* How to complete this task
Where in the data below does the word "reflection" appear? Copy each line that holds it.

[Referring expression data]
==============================

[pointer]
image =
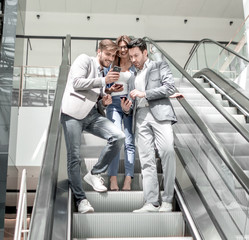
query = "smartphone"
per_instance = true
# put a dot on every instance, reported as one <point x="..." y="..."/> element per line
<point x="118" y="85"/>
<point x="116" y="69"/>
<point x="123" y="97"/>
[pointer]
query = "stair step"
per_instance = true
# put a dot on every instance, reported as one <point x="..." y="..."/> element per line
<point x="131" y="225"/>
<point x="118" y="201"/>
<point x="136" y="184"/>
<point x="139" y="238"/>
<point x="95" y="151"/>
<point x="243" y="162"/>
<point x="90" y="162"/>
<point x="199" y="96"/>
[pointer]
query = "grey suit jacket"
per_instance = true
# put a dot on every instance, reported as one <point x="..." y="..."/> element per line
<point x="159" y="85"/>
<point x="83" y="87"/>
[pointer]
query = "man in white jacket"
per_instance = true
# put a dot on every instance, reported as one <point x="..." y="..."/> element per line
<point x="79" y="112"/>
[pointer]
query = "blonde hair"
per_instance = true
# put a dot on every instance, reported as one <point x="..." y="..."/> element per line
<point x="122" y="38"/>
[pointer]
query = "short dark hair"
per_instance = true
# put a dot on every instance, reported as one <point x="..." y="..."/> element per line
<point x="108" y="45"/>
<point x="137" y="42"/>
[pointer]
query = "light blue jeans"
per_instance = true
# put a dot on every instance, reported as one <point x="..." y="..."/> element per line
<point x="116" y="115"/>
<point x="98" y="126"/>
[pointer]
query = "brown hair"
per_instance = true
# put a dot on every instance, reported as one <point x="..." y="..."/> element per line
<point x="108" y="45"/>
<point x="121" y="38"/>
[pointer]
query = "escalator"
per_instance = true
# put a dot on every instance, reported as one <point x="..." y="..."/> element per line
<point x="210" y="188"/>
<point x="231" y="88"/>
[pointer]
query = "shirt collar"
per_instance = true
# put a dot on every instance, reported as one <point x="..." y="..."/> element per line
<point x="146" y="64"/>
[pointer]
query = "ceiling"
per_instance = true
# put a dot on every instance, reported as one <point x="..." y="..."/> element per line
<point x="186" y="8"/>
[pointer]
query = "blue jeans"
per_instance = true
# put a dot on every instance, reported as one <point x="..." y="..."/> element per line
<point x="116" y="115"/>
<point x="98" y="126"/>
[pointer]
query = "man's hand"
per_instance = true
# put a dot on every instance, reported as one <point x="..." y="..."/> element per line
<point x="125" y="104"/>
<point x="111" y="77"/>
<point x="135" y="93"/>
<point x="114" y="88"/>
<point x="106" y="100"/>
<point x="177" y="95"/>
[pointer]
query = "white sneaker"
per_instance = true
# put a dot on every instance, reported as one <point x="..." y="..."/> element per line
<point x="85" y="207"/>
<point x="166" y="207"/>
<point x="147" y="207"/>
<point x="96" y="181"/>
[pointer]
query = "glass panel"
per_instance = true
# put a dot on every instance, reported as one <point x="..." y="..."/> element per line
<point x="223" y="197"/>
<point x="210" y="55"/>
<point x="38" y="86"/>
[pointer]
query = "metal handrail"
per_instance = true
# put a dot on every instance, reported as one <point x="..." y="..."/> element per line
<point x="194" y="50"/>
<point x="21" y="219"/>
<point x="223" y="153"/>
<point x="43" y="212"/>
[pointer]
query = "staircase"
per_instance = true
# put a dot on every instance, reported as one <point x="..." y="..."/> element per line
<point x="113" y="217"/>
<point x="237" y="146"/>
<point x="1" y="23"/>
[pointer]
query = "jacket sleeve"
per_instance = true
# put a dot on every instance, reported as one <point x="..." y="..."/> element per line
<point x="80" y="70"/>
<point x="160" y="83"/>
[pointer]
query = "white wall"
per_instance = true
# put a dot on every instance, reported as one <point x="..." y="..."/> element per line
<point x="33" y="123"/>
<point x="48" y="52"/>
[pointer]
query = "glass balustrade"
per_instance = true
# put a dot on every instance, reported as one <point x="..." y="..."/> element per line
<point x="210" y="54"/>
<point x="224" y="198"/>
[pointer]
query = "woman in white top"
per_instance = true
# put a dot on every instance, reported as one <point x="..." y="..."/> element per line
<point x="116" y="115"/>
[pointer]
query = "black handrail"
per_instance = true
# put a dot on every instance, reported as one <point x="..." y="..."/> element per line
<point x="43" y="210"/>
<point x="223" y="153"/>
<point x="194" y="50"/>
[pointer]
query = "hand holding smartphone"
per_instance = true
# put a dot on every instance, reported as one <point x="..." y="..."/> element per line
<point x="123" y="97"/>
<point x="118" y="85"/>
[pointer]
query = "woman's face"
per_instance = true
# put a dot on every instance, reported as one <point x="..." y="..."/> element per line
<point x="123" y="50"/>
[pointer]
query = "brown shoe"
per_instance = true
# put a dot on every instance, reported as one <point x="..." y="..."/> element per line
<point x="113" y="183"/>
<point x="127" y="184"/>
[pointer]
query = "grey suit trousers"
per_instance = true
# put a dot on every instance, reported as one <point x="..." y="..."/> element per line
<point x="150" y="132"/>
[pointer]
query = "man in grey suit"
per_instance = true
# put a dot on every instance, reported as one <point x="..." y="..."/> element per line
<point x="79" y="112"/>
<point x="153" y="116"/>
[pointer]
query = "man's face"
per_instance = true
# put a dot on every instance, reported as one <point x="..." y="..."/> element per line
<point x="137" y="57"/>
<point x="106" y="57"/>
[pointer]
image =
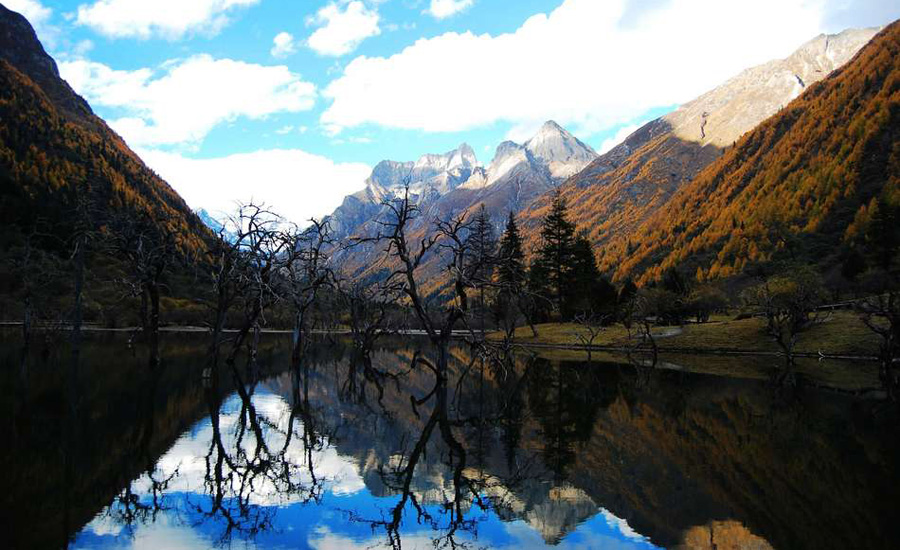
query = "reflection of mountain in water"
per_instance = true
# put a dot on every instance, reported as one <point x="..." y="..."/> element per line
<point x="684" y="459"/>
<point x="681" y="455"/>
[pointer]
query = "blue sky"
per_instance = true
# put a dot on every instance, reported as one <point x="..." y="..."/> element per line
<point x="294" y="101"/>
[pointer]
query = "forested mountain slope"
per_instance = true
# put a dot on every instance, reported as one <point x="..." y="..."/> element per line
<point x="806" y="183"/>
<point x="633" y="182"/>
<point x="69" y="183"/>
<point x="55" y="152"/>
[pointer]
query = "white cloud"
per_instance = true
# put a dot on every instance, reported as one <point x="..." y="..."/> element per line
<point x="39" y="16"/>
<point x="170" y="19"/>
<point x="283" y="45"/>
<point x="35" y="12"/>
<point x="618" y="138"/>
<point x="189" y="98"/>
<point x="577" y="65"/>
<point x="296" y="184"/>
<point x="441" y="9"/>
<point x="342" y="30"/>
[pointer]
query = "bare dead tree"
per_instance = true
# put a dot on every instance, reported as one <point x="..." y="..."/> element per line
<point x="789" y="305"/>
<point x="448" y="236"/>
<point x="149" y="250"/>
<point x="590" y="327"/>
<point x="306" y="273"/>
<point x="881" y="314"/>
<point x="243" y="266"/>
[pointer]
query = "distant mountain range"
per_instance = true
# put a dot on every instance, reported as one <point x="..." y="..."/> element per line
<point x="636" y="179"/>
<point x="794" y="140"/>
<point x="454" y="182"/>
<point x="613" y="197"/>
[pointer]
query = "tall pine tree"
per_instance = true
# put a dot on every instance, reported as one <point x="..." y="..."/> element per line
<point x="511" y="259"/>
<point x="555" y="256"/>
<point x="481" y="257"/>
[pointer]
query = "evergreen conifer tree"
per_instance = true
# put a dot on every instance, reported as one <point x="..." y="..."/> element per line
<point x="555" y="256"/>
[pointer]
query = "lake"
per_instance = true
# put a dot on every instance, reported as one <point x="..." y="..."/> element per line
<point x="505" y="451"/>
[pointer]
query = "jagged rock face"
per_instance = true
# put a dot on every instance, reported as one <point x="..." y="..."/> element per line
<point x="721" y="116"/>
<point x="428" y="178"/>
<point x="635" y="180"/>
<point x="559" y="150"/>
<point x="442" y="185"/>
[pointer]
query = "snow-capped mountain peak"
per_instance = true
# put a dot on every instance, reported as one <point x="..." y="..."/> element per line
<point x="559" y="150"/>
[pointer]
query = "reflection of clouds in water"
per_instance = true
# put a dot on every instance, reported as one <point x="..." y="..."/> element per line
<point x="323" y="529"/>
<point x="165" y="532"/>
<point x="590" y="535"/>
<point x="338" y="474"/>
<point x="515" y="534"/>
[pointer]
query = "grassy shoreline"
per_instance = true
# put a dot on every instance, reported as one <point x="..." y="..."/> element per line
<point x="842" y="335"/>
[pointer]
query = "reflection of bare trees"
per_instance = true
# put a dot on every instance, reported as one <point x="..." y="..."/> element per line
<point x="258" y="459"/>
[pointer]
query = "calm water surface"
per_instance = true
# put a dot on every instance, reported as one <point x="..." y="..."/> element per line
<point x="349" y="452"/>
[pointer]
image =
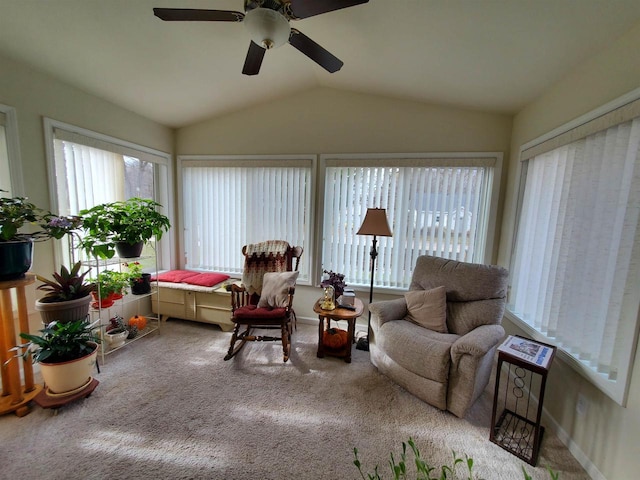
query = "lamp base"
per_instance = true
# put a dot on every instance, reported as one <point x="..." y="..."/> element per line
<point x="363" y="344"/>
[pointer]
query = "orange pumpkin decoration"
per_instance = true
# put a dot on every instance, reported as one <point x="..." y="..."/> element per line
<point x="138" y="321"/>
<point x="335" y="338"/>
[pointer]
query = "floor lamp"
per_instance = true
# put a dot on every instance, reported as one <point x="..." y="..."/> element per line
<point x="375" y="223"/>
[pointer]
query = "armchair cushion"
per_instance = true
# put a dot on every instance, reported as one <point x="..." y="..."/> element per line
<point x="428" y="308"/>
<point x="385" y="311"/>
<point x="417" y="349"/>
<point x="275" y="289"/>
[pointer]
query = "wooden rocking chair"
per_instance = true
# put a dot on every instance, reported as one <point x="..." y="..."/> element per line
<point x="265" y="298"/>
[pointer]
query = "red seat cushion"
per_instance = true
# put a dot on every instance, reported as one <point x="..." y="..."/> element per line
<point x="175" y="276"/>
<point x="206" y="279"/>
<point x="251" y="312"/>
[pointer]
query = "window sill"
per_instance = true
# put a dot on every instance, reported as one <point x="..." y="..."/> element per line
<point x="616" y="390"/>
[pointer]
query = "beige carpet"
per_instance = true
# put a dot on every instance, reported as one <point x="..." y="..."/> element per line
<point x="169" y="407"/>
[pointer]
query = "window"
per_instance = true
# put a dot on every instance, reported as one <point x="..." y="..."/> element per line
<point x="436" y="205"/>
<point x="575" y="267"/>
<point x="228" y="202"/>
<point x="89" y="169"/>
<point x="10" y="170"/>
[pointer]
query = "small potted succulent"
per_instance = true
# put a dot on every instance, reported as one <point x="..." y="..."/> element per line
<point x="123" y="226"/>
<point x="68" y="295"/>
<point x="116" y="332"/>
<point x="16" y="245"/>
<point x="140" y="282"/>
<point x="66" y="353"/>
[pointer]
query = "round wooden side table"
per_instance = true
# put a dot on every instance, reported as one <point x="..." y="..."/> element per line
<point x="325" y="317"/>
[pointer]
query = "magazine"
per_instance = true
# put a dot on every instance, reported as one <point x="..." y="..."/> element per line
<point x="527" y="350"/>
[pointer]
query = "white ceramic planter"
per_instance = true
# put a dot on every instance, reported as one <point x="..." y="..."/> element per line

==============================

* Answer section
query = "reflection of mountain in water"
query = "reflection of clouds in water"
query = "reflection of bare trees"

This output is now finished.